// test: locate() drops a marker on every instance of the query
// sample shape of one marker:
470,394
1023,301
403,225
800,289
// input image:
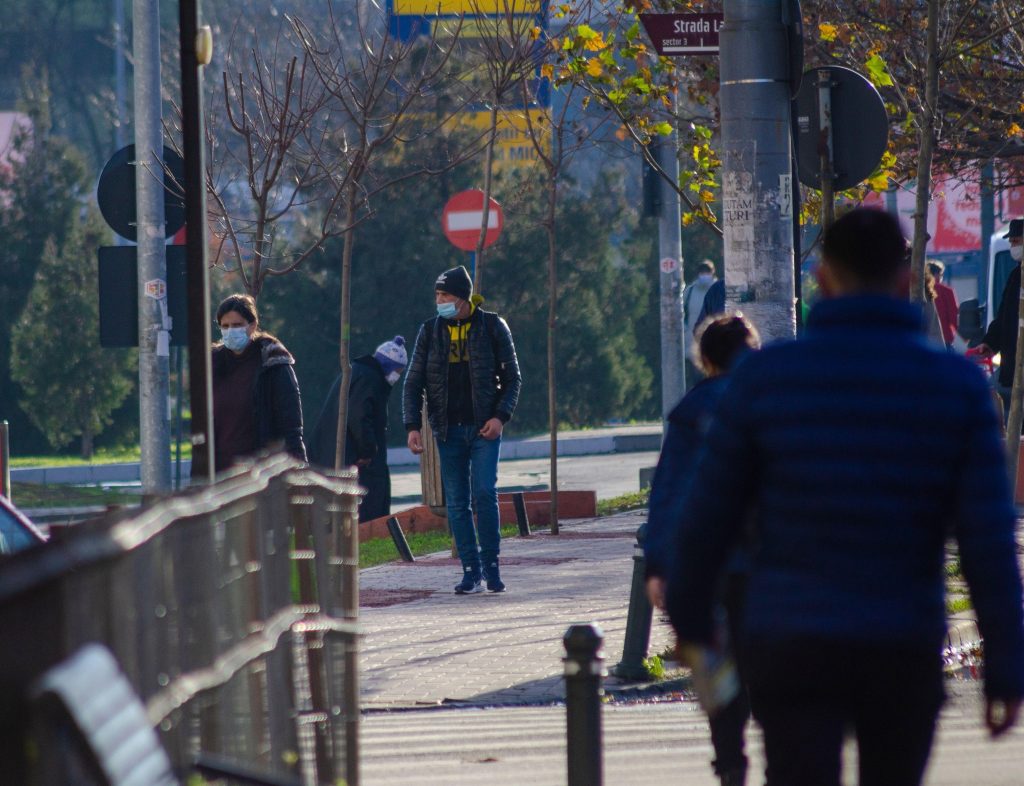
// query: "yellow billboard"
513,147
467,7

##############################

Please print every record exactly, leaving out the pictures.

* **WRITTEN ANSWER**
// test: locate() drops a marker on every instance of the query
// sample shape of one marker:
470,394
1023,301
403,225
800,289
// input image:
// query: "yellow billboard"
513,147
467,7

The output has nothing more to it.